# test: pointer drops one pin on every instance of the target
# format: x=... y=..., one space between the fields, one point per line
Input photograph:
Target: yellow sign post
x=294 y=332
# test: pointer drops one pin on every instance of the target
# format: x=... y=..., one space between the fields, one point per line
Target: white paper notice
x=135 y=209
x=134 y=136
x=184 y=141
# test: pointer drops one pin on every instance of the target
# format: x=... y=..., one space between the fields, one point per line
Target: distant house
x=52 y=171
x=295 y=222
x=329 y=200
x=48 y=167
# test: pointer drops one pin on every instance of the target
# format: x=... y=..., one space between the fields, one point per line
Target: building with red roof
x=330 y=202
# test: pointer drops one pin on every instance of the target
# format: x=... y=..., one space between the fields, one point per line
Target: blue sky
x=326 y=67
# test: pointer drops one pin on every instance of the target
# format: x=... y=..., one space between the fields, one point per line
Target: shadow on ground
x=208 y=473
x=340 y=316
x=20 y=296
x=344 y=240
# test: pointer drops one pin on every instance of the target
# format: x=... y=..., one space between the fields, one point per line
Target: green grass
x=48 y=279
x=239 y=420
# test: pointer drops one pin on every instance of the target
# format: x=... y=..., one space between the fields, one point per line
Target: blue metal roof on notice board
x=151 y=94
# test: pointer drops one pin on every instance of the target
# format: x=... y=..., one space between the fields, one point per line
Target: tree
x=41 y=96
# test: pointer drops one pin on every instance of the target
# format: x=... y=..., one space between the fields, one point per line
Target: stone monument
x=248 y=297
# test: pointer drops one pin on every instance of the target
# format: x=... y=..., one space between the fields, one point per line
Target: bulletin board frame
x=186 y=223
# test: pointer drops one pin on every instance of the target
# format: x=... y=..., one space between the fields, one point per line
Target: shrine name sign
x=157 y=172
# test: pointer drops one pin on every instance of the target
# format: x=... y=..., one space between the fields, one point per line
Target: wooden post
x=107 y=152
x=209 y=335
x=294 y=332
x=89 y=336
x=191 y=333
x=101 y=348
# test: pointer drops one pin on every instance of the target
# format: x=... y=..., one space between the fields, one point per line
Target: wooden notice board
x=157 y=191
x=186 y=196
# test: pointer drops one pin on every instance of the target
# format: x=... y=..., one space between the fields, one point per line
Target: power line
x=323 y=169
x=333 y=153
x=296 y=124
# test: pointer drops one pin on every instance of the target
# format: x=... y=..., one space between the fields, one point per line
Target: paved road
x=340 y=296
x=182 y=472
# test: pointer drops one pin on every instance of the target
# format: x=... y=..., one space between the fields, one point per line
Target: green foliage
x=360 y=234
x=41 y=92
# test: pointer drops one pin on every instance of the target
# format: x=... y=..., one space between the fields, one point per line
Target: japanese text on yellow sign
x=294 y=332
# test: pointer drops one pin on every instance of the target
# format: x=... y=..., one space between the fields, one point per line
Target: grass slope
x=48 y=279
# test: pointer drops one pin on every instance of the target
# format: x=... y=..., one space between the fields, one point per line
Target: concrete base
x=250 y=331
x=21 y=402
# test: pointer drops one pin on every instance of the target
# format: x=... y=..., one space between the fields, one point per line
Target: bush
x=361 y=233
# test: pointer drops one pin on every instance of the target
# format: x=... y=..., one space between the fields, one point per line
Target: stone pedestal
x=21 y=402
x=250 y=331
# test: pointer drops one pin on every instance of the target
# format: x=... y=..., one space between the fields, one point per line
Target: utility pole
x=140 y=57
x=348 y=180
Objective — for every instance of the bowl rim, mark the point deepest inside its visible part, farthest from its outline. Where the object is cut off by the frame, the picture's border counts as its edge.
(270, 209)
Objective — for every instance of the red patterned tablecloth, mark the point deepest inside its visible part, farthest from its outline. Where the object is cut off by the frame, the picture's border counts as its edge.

········

- EXERCISE PROMPT: Restate the material above word for word, leaving nothing out.

- RESULT FOR THIS TASK:
# test: pointer drops one pin on every instance of the target
# format: x=... y=..., one space between the fields, one point per line
Input photograph:
Target: yellow sign post
x=294 y=332
# test: pointer drops one pin on every instance of the target
# format: x=... y=..., one space between the fields, one point per line
Target: white paper notice
x=135 y=209
x=134 y=136
x=184 y=141
# test: pointer drops one pin on every instance of the target
# format: x=... y=..., one space between the fields, one point per line
Target: distant house
x=52 y=171
x=295 y=222
x=329 y=200
x=48 y=167
# test: pointer drops one pin on every instance of the target
# format: x=... y=..., one space between the fields, one point per line
Target: building with red roof
x=330 y=202
# test: pointer drops one pin on every instance of the target
# format: x=... y=..., one space between the fields, one point per line
Target: blue sky
x=326 y=67
# test: pointer drops one pin on every instance of the target
# format: x=... y=..., one space between the fields, one point per line
Target: shadow on ground
x=208 y=473
x=340 y=316
x=20 y=296
x=344 y=240
# test: pointer drops one pin on every instance of the target
# format: x=... y=..., one space between the fields, one point per line
Target: green grass
x=48 y=279
x=239 y=420
# test: pointer drops one pin on every instance of the target
# format: x=... y=..., one space between the fields, one point per line
Target: blue metal roof on notice board
x=151 y=94
# test: pointer drops one pin on every instance of the target
# format: x=... y=..., one space between the fields, one point per line
Target: tree
x=41 y=96
# test: pointer drops one pin on every instance of the target
# format: x=... y=..., one space between the fields, one point per line
Target: stone monument
x=248 y=297
# test: pointer drops one pin on every instance of the target
# format: x=... y=..., one space between the fields, one point per line
Target: bulletin board frame
x=186 y=223
# test: pointer drops one pin on every instance of the target
# format: x=... y=..., one space between the fields, one point per line
Target: shrine name sign
x=157 y=172
# test: pointer drops one pin on every instance of the target
# format: x=... y=..., one space between the fields, one point per line
Target: wooden post
x=107 y=152
x=209 y=335
x=294 y=332
x=89 y=336
x=191 y=333
x=101 y=348
# test: pointer drops one pin on every instance of the target
# format: x=... y=..., one space between the fields, one point per line
Target: wooden notice board
x=157 y=191
x=186 y=196
# test: pointer drops one pin on every instance of the target
# format: x=... y=..., one space between the fields, one point per line
Target: power line
x=323 y=169
x=333 y=153
x=296 y=124
# test: pointer drops one pin on every instance of the target
# format: x=... y=..., one space between the fields, one point per line
Target: paved road
x=340 y=296
x=182 y=472
# test: pointer drops one pin on every instance of the target
# format: x=... y=..., one space between the fields, one point per line
Target: green foliage
x=360 y=234
x=41 y=92
# test: pointer drops one pin on every instance of the target
# format: x=... y=..., one space between the fields, one point per line
Target: japanese text on yellow sign
x=294 y=332
# test: pointer drops one pin on every instance of the target
# format: x=... y=..., one space between the fields, one point per line
Target: grass slope
x=48 y=279
# test: pointer drops one pin on every instance of the target
# format: x=... y=..., one space between the fields, one point per line
Target: concrete base
x=250 y=331
x=21 y=402
# test: pointer drops one pin on every instance of the target
# format: x=... y=..., one space between the fields, one point per line
Target: bush
x=361 y=233
# test: pointer drops one pin on every instance of the target
# format: x=... y=..., one space between the fields, one point per line
Target: stone pedestal
x=21 y=402
x=250 y=331
# test: pointer drops one pin on every instance of the target
# format: x=... y=..., one space between the fields, one point per line
Target: utility pole
x=140 y=57
x=348 y=180
Objective — for every instance of the bowl rim, mark the point deepest inside its visible part, farthest from its outline. Where the object is cut off by the frame, the picture's border counts as its edge.
(270, 209)
Objective — for every instance of the red patterned tablecloth, mark the point deepest inside its visible part, farthest from its outline. Where the object is cut off by the frame, the picture's border counts as its edge.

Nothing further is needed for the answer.